_Input data_.

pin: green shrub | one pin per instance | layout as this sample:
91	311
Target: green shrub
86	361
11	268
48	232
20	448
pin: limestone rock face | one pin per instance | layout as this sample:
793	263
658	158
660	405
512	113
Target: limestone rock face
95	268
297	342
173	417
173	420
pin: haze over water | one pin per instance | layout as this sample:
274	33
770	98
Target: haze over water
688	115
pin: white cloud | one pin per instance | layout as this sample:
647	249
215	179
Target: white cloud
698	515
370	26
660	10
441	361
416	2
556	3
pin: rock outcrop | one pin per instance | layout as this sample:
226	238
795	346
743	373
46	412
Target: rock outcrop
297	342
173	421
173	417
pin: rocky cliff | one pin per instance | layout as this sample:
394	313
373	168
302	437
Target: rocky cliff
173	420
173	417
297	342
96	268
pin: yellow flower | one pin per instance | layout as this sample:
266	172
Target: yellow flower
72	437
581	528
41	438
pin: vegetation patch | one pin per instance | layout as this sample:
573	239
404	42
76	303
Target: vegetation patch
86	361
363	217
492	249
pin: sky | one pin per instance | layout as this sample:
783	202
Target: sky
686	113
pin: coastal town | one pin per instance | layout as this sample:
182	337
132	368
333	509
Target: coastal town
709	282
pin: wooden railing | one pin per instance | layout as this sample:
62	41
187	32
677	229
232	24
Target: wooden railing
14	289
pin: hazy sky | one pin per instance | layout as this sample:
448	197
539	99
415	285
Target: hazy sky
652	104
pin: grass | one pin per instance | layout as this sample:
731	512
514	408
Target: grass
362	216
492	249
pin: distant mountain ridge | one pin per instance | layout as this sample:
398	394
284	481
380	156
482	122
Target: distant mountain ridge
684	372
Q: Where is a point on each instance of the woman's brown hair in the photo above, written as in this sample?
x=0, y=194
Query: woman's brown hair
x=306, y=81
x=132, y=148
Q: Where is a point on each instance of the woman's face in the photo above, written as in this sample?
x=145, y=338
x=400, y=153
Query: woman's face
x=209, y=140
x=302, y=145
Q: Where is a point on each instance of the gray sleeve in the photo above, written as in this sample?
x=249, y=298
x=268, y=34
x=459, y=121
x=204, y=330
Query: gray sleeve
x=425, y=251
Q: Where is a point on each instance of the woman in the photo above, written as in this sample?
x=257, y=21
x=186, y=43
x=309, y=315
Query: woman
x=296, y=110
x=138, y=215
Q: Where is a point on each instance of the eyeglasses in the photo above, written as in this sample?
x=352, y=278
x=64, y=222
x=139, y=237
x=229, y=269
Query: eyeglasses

_What to do_.
Repeat all the data, every line exactly.

_Task solution_.
pin: green shrub | one pin per instance | layout as this sample:
91	311
Target: green shrub
86	361
11	268
48	232
20	448
pin: limestone rock face | one pin per instance | layout as this sample:
793	263
658	158
660	405
512	113
Target: limestone rock face
95	268
297	342
173	417
173	420
pin: haze over water | one pin per instance | layout as this sample:
274	33
770	98
Target: haze over water
688	115
pin: white cloud | one pin per instance | layout as this sample:
647	249
215	179
Target: white cloud
698	515
370	26
660	10
441	361
416	2
556	3
pin: rock outcrop | one pin per instance | layout as this sample:
226	238
795	346
743	373
46	412
Target: rock outcrop
297	342
173	421
173	417
pin: rocky cliff | one pin per instance | layout as this sample:
394	313
373	168
302	437
Target: rocky cliff
173	420
173	417
297	342
96	268
pin: yellow flower | one pin per instance | layout as this sample:
266	172
Target: yellow flower
72	437
581	528
41	438
pin: vegetation patch | one pin per instance | layout as this sample:
573	239
404	42
76	303
Target: vegetation patch
86	361
363	217
492	249
pin: sky | one pin per instance | layout as this sample:
783	202
Target: sky
686	113
pin: coastal town | one pin per instance | layout as this sample:
182	337
132	368
333	509
Target: coastal town
709	282
pin: wooden railing | one pin per instance | layout as this sample:
62	41
187	32
677	229
232	24
Target: wooden railing
14	289
pin: hazy sky | one pin per instance | layout as this sample:
448	197
539	99
415	285
Target: hazy sky
652	104
pin: grass | one pin per instance | layout as this sample:
731	512
514	408
Target: grass
362	216
492	249
pin: distant mountain ridge | one pin per instance | layout as this sample:
398	394
284	481
380	156
482	122
Target: distant mountain ridge
684	372
Q: Where is a point on each instance of the woman's brown hair in the photo above, written as in this sample?
x=0, y=194
Query: woman's brown hair
x=306, y=81
x=132, y=148
Q: Where is a point on each instance of the woman's face in the photo above, written as in this sample?
x=145, y=338
x=400, y=153
Query: woman's face
x=209, y=140
x=302, y=145
Q: Where is a point on each instance of the gray sleeve in the photo above, written as in this sample?
x=249, y=298
x=268, y=34
x=459, y=121
x=204, y=330
Query: gray sleeve
x=425, y=251
Q: Where is a point on each instance of the woman in the photo above, written as in this sample?
x=257, y=21
x=186, y=43
x=309, y=315
Query: woman
x=296, y=110
x=138, y=215
Q: Where is a point on each instance of the eyeglasses in the photo above, written as in this sample?
x=352, y=278
x=64, y=222
x=139, y=237
x=229, y=269
Query: eyeglasses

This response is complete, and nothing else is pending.